§ Dataset excerpt
········
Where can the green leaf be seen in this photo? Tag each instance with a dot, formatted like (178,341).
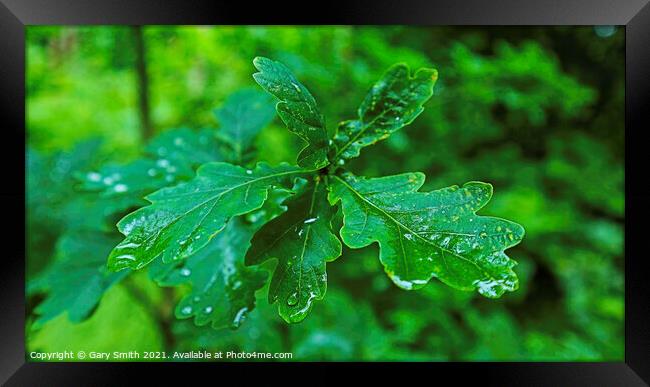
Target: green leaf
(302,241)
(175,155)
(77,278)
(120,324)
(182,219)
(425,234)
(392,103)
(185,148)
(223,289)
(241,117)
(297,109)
········
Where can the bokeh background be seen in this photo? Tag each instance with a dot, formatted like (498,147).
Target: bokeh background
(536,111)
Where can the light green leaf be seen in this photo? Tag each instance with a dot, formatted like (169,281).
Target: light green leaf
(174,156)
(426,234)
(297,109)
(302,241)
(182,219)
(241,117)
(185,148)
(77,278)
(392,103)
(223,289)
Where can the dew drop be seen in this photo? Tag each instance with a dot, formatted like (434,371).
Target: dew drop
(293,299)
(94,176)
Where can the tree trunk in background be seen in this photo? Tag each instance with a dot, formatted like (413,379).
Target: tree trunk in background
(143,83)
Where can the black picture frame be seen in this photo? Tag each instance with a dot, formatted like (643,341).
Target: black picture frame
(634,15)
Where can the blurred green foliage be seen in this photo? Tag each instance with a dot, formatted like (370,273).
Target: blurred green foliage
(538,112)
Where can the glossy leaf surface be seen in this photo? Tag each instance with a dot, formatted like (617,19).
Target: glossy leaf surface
········
§ EXERCISE DIRECTIONS
Gather every line of the records that contains the string "green". Case matters.

§ WORKED SOLUTION
Where can the green leaf be seen in this photo? Tag each instance with a dot, formatted like (178,341).
Target: green leaf
Where can the light green leaf be seen in this photo? Tag each instance with a dot, formatted like (169,281).
Target: light green leaf
Where can the blurred green foliage be seen in this photo? Tag each instance with a dot, formatted like (370,273).
Target: blurred green foliage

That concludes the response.